▶ _GIVEN INSTRUCTION_
Can you copy out the data below with each "photo" changed to "image", keeping everything else the same and omitting the pictures?

▶ _PROVIDED MATERIAL_

+ + + +

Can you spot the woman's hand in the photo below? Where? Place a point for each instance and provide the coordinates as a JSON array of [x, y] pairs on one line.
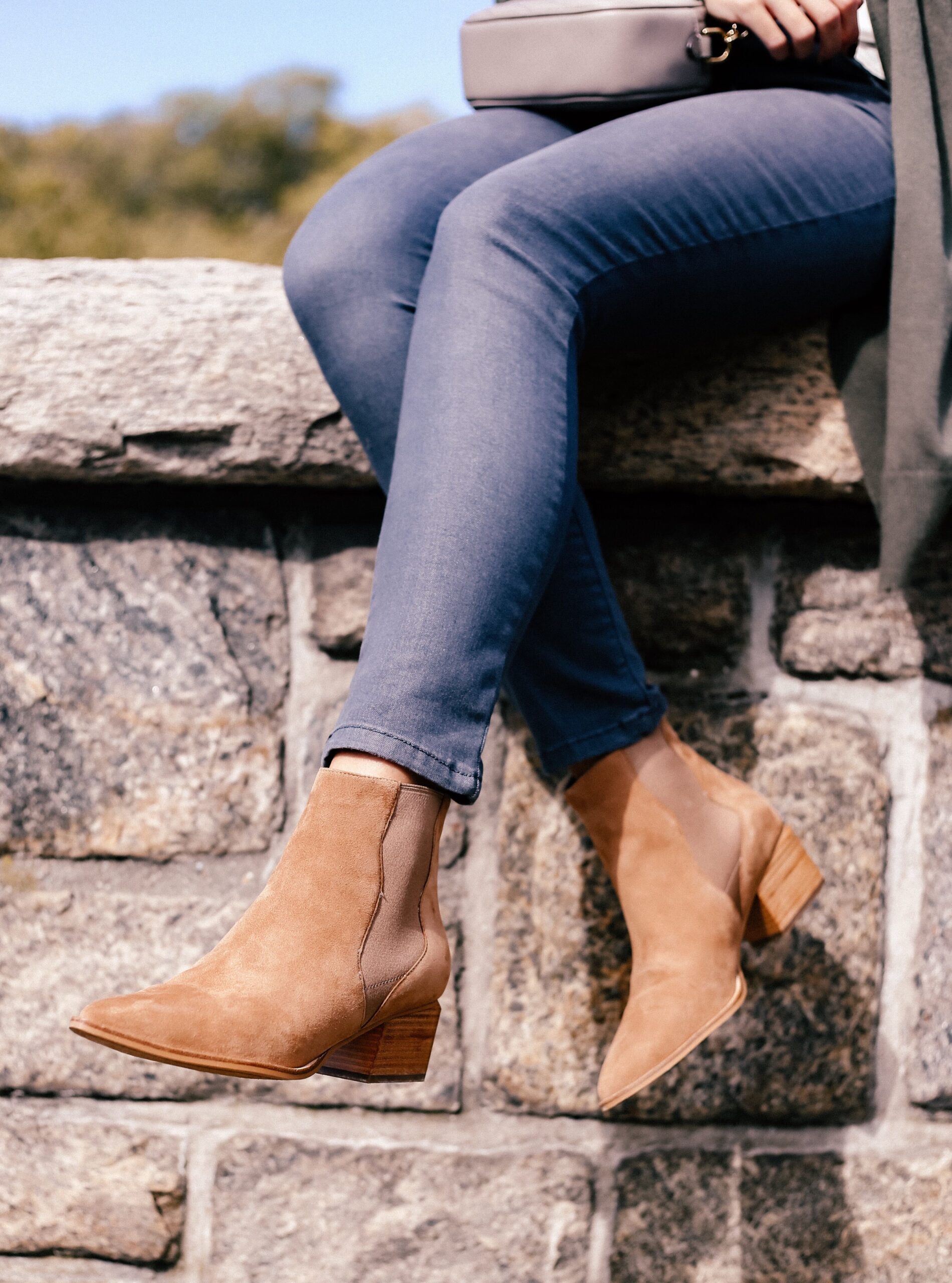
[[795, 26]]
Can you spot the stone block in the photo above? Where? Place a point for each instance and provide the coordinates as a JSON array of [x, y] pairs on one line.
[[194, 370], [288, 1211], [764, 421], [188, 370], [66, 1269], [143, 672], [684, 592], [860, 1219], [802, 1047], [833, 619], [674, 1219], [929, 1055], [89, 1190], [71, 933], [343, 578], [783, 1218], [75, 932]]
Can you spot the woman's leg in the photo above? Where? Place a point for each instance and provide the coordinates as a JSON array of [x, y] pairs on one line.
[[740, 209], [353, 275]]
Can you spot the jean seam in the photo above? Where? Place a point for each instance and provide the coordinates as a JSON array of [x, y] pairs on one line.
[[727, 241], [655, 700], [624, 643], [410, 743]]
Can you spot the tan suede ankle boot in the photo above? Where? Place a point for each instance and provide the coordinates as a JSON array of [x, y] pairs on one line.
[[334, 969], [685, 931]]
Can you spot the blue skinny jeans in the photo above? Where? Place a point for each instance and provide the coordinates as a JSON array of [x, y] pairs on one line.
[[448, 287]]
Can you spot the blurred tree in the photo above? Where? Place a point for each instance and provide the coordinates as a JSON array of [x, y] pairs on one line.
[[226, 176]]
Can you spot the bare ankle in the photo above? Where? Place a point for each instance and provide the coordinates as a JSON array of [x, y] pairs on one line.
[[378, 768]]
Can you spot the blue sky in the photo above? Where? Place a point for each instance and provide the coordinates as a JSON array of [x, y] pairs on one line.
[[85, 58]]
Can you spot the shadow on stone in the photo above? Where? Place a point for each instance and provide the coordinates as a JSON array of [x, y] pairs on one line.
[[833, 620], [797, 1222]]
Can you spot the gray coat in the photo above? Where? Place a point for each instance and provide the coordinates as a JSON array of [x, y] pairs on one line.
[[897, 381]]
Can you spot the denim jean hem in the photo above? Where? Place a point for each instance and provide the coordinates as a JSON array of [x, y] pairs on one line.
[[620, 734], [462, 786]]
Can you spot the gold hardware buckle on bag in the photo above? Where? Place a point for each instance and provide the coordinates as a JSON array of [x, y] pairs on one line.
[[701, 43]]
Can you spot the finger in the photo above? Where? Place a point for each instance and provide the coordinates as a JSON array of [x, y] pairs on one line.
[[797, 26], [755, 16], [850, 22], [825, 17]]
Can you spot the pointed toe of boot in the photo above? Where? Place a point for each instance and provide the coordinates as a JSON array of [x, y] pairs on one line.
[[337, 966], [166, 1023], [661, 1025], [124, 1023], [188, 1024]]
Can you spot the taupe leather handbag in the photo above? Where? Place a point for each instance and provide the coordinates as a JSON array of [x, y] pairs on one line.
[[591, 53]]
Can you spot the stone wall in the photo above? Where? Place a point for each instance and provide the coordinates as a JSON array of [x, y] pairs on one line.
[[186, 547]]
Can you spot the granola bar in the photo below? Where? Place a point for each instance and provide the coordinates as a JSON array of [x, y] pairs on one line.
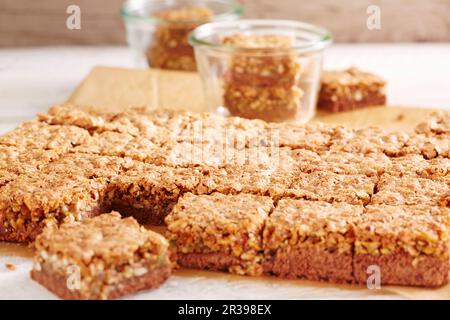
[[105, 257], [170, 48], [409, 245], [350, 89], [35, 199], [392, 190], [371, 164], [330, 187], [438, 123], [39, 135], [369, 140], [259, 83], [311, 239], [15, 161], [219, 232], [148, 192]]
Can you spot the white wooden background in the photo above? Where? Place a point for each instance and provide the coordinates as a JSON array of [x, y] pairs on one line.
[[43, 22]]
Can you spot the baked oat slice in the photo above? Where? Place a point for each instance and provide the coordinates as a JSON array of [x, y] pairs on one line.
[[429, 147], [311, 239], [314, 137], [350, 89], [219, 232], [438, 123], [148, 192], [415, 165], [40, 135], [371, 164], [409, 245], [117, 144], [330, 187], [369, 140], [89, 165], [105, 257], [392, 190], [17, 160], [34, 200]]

+ + + +

▶ _SOLUTION BELOW_
Can you spot the woman's hand in the image below? Where? Place a point for each instance and provide the coordinates as a JSON array of [x, y] pairs on one line.
[[795, 26]]
Can you spot the stone block in the image above? Where? Place a point for each instance and provide the coordinates as a JSON array of [x, y] pairs on one line.
[[194, 370], [288, 1211], [764, 421], [188, 370], [66, 1269], [143, 672], [684, 592], [860, 1219], [802, 1047], [833, 619], [674, 1219], [929, 1055], [89, 1190], [71, 933], [343, 578], [783, 1218], [75, 932]]
Can you spot the woman's leg in the image above? Where? Place a point for each instance and provide the coordinates as a JSON array of [x, y] pairs on one line.
[[740, 209], [353, 275]]
Can you spot the jean seam in the image above? Where? Place a point for each instance and provide the coordinates as a JSON array of [x, y] pairs on one line.
[[727, 241], [655, 700], [624, 643], [410, 743]]
Can you spot the tan suede ankle boot in the image above? Where? Place a point for each instance and provide the coordinates as a JSON array of [x, y] pairs on one line.
[[334, 969], [685, 931]]
Can you spot the blue skinny jeans in the image above? Where? Place a point for each instance and provide the coordinates as a JSON array of [x, y] pairs on one line.
[[448, 287]]
Can you spot the blurred tree in the image above? Where? Place a point for each instance and provide the coordinates as a JSON array of [x, y] pairs on one line.
[[226, 176]]
Can you spot the bare ankle in the image above? Where? Place a point for each instance and provide the coordinates as a JSON array of [x, y] pairs on one line.
[[378, 768]]
Can you spot the blue sky in the image above? Where? Place a point for each instance and provide the coordinates as a JSON array of [x, y] pairs on one line.
[[85, 58]]
Can you spot the shadow on stone in the image above? Where? Place a point for each instance and provide the coordinates as a JSON array of [x, y] pairs on one line.
[[833, 620], [797, 1222]]
Can you spot the gray coat in the image above? Where? Place a point for each instance and provide the coordinates as a JSON array of [x, y] pairs on one line.
[[897, 381]]
Can you spot the denim jean hem in the image above? Where? Place a point for each instance and provide the coordinates as a JSON array of [x, y] pairs on one line.
[[620, 734], [462, 786]]
Can you spot the gold hardware buckle on bag in the image above? Where? Place a point for each instance and provide the coordinates as a JSON array of [x, y] pairs on one line.
[[701, 43]]
Can you spot the finger in the image above? Where? Place a point for each instance and provide the coordinates as a JSON array of [x, y] pairs on one line.
[[797, 26], [755, 16], [850, 22], [825, 17]]
Can you spot the pointed toe of boot in the image above? Where? Place a point for each instance and provide the coordinates as a JSON array of [x, y] pairs on one line.
[[337, 966], [166, 1023], [661, 1025], [124, 1023], [188, 1024]]
Can you spot the taupe leather handbag in the image above? Where? Place a point for each instance and provide the coordinates as a JSON array of [x, y] pairs on one line.
[[591, 53]]
Can you spot the stone wall in the image above? Where? Place a point for each instance and provide the coordinates as a JSON array of [x, y] pairs on one line.
[[186, 547]]
Can you spot the granola bar in the image below? Where? Place a point for each instance and provide the coordinates as a JSON array of [x, y] pairs on one line.
[[105, 257], [170, 48], [409, 245], [350, 89], [35, 199], [392, 190], [371, 164], [330, 187], [438, 123], [39, 135], [369, 140], [259, 83], [311, 239], [15, 161], [219, 232], [148, 192]]
Can you spot the white wooden background in the image above? Where? Place a point for each instance and provide the coordinates as a JSON array of [x, y] pairs on one line.
[[43, 22]]
Can you spot the baked oat slice in the image above? Where? Place a point for each instance and provide the coordinates as a JSON array of [x, y] pairs on one line.
[[429, 147], [311, 239], [314, 137], [350, 89], [219, 232], [438, 123], [148, 192], [415, 165], [40, 135], [371, 164], [409, 245], [117, 144], [330, 187], [369, 140], [89, 165], [105, 257], [392, 190], [17, 160], [34, 200]]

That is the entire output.